(Page text begins)

Suppose we have a planet whose atmosphere is perfectly transparent to short-wave radiation from the Sun. The surface of the planet is made of sand, which warms up quickly. It warms until it loses heat by radiation and convection as fast as it receives heat from the Sun. Meanwhile, we suppose that the lower atmosphere is opaque to long-wave radiation so all the heat from the Sun ends up in the lower atmosphere. The lower atmosphere gets hot. It rises. Like all atmospheres, this one gets thinner as we ascend. Eventually it is so thin that it becomes transparent to long-wave radiation. This layer of the atmosphere is the tropopause. The tropopause radiates heat into space according to Stefan's Law. Air in the tropopause cools until it becomes so dense that it sinks towards the surface. And so atmospheric convection begins. The heat arriving from the Sun passes into the lower atmosphere, is carried up to the tropopause by convection, and is radiated into space.
We have described such a planet and atmosphere before, in Planetary Greenhouse. Today's CC3 program simulates the transportation of heat through such an atmosphere. You can download the program here. Running in its Planetary Greenhouse configuration, CC3 supplies heat to cells in the bottom row at a constant rate. Each bottom cell heats up by Q_heating K per iteration, regardless of its temperature. Meanwhile, a cell in the top row at temperature T_balance cools by Q_heating K per iteration. At other temperatures, the cooling rate of the upper cells increases as the fourth power of the cell temperature.

(Page text ends)
(Data for review begins)

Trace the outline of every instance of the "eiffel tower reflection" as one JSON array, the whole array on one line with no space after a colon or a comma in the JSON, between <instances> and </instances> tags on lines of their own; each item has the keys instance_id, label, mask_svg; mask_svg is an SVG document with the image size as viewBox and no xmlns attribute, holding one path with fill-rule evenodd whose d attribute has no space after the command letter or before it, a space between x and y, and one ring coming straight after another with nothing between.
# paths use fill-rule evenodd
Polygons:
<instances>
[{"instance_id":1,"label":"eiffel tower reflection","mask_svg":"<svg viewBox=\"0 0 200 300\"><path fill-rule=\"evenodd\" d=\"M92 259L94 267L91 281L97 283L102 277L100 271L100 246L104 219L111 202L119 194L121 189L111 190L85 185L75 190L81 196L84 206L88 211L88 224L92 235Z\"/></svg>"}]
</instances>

(Data for review ends)

Continue the text on heat convection in a planetary greenhouse atmosphere, starting after its last sentence.

> [Answer for this exercise]:
In the simulation, Q_heating represents the heat arriving from the Sun. The top cells represent the tropopause, and the heat they lose is the heat radiated by the tropopause into space. The heat radiated into space by the top cells will be equal to the heat arriving from the Sun when the temperature of all the top cells is T_balance. We start the simulation with all cells at 250 K, Q_heating = 0.01 K, and T_balance = 250 K. The top cells start to cool immediately. The lower cells start to heat up.
In CC3, we corrected our implementation of heat mixing in accordance with the suggestions made by Michele. You will find our new implementation in the heat routine. We added a reporting text window, as you can see in the screen shot above. You open the window with the Reporting button. The program calls report every reporting_interval iterations, or whenever you press the Report button. We instructed report to print the average temperature of the cell rows. We added a check procedure that checks for convergence of the simulation, as requested by Peter. In the comments below I'll provide some convergence code that you can paste into the check routine. In order to accommodate the planetary greenhouse temperature variations, we doubled the breadth of the color-coded temperature range. Red is now 320 K and blue is 220 K. The Configure button allows you to change the simulation parameters while the simulation is running. Be careful not to enter invalid numbers or else the program will abort with an error.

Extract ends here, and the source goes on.